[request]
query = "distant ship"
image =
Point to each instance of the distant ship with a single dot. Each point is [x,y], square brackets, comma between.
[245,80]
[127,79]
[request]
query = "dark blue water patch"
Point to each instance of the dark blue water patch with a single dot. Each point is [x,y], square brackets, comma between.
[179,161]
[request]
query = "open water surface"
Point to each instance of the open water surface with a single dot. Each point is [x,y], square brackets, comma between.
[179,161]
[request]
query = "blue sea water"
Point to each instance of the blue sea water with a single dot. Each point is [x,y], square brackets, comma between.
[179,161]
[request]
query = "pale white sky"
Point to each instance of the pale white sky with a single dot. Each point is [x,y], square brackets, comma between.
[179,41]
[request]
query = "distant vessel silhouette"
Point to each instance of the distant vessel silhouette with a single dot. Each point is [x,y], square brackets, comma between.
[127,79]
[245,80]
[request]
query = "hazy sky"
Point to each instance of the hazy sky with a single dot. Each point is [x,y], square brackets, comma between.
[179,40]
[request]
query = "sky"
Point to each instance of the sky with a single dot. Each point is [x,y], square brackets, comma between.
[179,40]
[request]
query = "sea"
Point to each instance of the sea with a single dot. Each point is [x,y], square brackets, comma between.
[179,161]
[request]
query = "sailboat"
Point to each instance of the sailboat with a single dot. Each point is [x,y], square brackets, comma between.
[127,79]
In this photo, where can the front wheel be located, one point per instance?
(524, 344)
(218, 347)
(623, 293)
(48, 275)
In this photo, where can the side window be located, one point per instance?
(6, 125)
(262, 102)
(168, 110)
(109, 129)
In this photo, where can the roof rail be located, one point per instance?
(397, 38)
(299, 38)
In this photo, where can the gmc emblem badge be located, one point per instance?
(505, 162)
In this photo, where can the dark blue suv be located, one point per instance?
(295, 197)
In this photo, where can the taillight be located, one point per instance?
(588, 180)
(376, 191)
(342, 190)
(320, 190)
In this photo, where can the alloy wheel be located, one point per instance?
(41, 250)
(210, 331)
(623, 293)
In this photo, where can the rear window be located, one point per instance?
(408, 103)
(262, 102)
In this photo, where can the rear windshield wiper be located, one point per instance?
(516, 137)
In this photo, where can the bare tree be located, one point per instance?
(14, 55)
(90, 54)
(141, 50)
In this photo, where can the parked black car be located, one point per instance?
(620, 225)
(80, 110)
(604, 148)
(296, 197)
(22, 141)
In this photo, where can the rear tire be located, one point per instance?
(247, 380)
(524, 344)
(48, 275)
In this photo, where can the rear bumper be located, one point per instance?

What you are asked to do |
Copy each line above that contains the string "query".

Completed task |
query = "distant ship"
query = "dark blue water patch"
query = "open water surface"
query = "blue sea water"
query = "pale white sky"
query = "distant vessel silhouette"
query = "hazy sky"
query = "sky"
query = "sea"
query = "sailboat"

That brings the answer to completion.